— TASK INPUT —

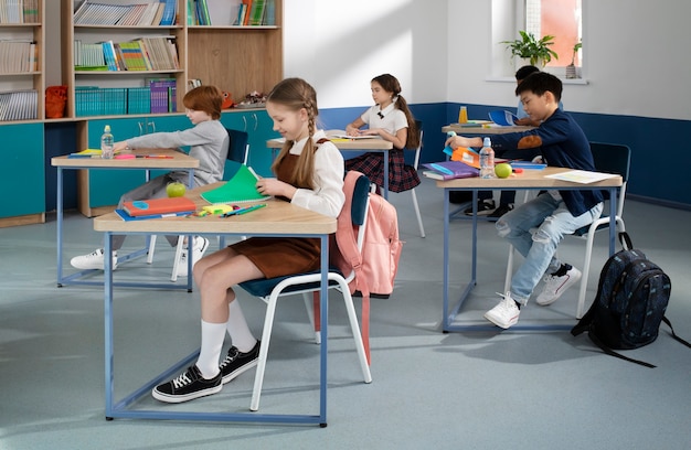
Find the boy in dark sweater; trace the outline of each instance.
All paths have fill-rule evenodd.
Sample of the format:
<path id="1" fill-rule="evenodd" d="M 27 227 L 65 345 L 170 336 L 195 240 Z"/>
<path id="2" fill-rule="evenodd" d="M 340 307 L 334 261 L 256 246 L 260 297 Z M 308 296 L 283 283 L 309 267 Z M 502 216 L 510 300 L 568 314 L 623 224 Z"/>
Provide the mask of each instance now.
<path id="1" fill-rule="evenodd" d="M 492 136 L 495 150 L 541 148 L 549 165 L 594 171 L 593 154 L 583 130 L 566 113 L 559 109 L 562 82 L 554 75 L 539 72 L 528 76 L 515 88 L 530 118 L 540 127 L 522 132 Z M 481 147 L 482 138 L 451 137 L 453 148 Z M 536 303 L 548 306 L 581 279 L 581 271 L 554 257 L 564 235 L 598 218 L 603 211 L 599 191 L 546 191 L 508 212 L 497 222 L 499 236 L 504 237 L 524 257 L 503 299 L 485 318 L 508 329 L 519 319 L 540 278 L 544 288 Z M 536 228 L 531 234 L 531 228 Z"/>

— WRITTEN INSTRUCTION —
Set out every line of the records above as a numbered list, skipping blank lines and omitting the pictures.

— RESPONSE TO THIS EXERCISE —
1. Find the boy in dark sweater; trace the outline of each instance.
2. All paths have fill-rule evenodd.
3. Sample of the format:
4. <path id="1" fill-rule="evenodd" d="M 27 227 L 65 345 L 170 336 L 195 240 Z"/>
5. <path id="2" fill-rule="evenodd" d="M 340 307 L 334 261 L 256 246 L 260 297 Z M 308 296 L 283 283 L 309 267 Z M 502 216 L 510 300 L 568 314 L 623 224 Z"/>
6. Provide the mask of each instance now.
7. <path id="1" fill-rule="evenodd" d="M 492 136 L 495 150 L 541 148 L 549 165 L 594 171 L 593 154 L 583 130 L 566 113 L 559 109 L 562 82 L 554 75 L 539 72 L 528 76 L 515 88 L 530 118 L 540 127 L 522 132 Z M 481 147 L 482 138 L 451 137 L 453 148 Z M 536 303 L 548 306 L 581 279 L 581 271 L 554 257 L 564 235 L 598 218 L 603 211 L 599 191 L 546 191 L 508 212 L 497 222 L 499 236 L 504 237 L 524 257 L 503 299 L 485 318 L 508 329 L 519 319 L 540 278 L 544 288 Z M 536 228 L 531 234 L 531 228 Z"/>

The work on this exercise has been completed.